Repeat the entries in full. Each line must match exactly.

=== Section Start ===

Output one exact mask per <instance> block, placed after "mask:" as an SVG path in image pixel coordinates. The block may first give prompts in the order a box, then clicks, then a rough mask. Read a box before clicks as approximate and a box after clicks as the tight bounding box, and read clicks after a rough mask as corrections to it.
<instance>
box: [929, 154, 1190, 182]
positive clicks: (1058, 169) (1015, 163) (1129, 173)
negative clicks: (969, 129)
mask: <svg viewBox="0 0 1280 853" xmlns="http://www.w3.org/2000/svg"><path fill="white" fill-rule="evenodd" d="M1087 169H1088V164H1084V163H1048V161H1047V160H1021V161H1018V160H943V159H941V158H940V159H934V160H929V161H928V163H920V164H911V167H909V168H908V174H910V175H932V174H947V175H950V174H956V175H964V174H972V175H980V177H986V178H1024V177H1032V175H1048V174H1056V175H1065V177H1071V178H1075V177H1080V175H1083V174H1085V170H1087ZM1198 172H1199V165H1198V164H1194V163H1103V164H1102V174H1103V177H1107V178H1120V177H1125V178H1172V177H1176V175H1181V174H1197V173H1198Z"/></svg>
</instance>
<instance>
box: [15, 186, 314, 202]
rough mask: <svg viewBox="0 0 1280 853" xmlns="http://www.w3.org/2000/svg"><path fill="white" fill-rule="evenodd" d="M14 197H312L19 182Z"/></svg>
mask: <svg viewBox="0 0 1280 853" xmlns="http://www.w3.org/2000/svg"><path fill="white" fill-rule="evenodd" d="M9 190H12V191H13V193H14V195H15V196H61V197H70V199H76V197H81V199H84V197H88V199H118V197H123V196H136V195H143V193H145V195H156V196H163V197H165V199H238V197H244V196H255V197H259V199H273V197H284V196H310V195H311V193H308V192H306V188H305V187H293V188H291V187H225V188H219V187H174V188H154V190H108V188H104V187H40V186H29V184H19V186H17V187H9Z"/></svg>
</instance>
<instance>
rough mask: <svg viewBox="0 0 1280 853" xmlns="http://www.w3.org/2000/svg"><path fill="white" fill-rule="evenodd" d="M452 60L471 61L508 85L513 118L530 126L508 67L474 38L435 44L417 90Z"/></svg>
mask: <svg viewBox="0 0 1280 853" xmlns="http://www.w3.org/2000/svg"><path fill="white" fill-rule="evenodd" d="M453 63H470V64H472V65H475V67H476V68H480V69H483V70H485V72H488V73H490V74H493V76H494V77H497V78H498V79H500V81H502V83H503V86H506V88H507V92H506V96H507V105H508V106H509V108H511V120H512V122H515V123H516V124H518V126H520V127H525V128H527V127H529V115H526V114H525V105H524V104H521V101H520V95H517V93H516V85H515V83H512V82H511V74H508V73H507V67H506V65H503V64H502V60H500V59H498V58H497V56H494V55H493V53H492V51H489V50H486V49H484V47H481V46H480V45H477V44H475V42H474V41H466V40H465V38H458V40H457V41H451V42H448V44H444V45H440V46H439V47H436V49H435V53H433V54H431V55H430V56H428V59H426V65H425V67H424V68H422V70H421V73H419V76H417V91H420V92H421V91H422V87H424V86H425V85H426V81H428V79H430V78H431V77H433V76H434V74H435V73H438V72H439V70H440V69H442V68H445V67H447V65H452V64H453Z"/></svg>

=== Section End ===

Result for this task:
Output one exact mask per <instance> block, placed after "mask:" as an SVG path in image pixel coordinates. The block may first give prompts in the order a box, then clicks, then a rough mask. Read a box before clicks as approximate and a box after clicks as the tight bounding box, and read clicks after a rough mask as corrections to it.
<instance>
box: [929, 154, 1190, 182]
positive clicks: (1058, 169) (1015, 163) (1129, 173)
negative clicks: (969, 129)
mask: <svg viewBox="0 0 1280 853" xmlns="http://www.w3.org/2000/svg"><path fill="white" fill-rule="evenodd" d="M1087 169H1088V164H1084V163H1048V161H1047V160H1021V161H1018V160H943V159H941V158H940V159H934V160H929V161H928V163H920V164H911V167H909V168H908V174H910V175H932V174H947V175H950V174H956V175H964V174H972V175H980V177H986V178H1024V177H1032V175H1048V174H1056V175H1065V177H1071V178H1075V177H1080V175H1083V174H1085V170H1087ZM1198 172H1199V165H1198V164H1194V163H1103V164H1102V174H1103V177H1107V178H1120V177H1125V178H1172V177H1176V175H1181V174H1197V173H1198Z"/></svg>
</instance>
<instance>
box: [15, 186, 314, 202]
rough mask: <svg viewBox="0 0 1280 853" xmlns="http://www.w3.org/2000/svg"><path fill="white" fill-rule="evenodd" d="M14 197H312L19 182Z"/></svg>
mask: <svg viewBox="0 0 1280 853" xmlns="http://www.w3.org/2000/svg"><path fill="white" fill-rule="evenodd" d="M9 190H12V191H13V193H14V195H15V196H61V197H70V199H76V197H81V199H84V197H88V199H118V197H123V196H136V195H143V193H145V195H156V196H163V197H165V199H238V197H244V196H255V197H259V199H273V197H284V196H310V195H311V193H308V192H306V188H305V187H293V188H291V187H225V188H219V187H174V188H154V190H108V188H104V187H40V186H29V184H19V186H17V187H9Z"/></svg>
</instance>
<instance>
rough mask: <svg viewBox="0 0 1280 853" xmlns="http://www.w3.org/2000/svg"><path fill="white" fill-rule="evenodd" d="M452 60L471 61L508 85L513 118L530 126L508 67L474 38L435 44L417 90Z"/></svg>
mask: <svg viewBox="0 0 1280 853" xmlns="http://www.w3.org/2000/svg"><path fill="white" fill-rule="evenodd" d="M453 63H470V64H472V65H475V67H476V68H480V69H483V70H485V72H488V73H490V74H493V76H494V77H497V78H498V79H500V81H502V83H503V86H506V88H507V92H506V96H507V105H508V106H509V108H511V120H512V122H515V123H516V124H518V126H520V127H525V128H527V127H529V115H526V114H525V105H524V104H521V101H520V95H517V93H516V85H515V83H512V82H511V74H508V73H507V67H506V65H503V64H502V60H500V59H498V58H497V56H494V55H493V53H492V51H489V50H486V49H484V47H481V46H480V45H477V44H475V42H474V41H466V40H465V38H458V40H457V41H451V42H448V44H444V45H440V46H439V47H436V49H435V53H433V54H431V55H430V56H428V59H426V65H425V67H424V68H422V70H421V73H419V76H417V91H420V92H421V91H422V87H424V86H425V85H426V81H428V79H430V78H431V77H433V76H434V74H435V73H438V72H439V70H440V69H442V68H445V67H447V65H452V64H453Z"/></svg>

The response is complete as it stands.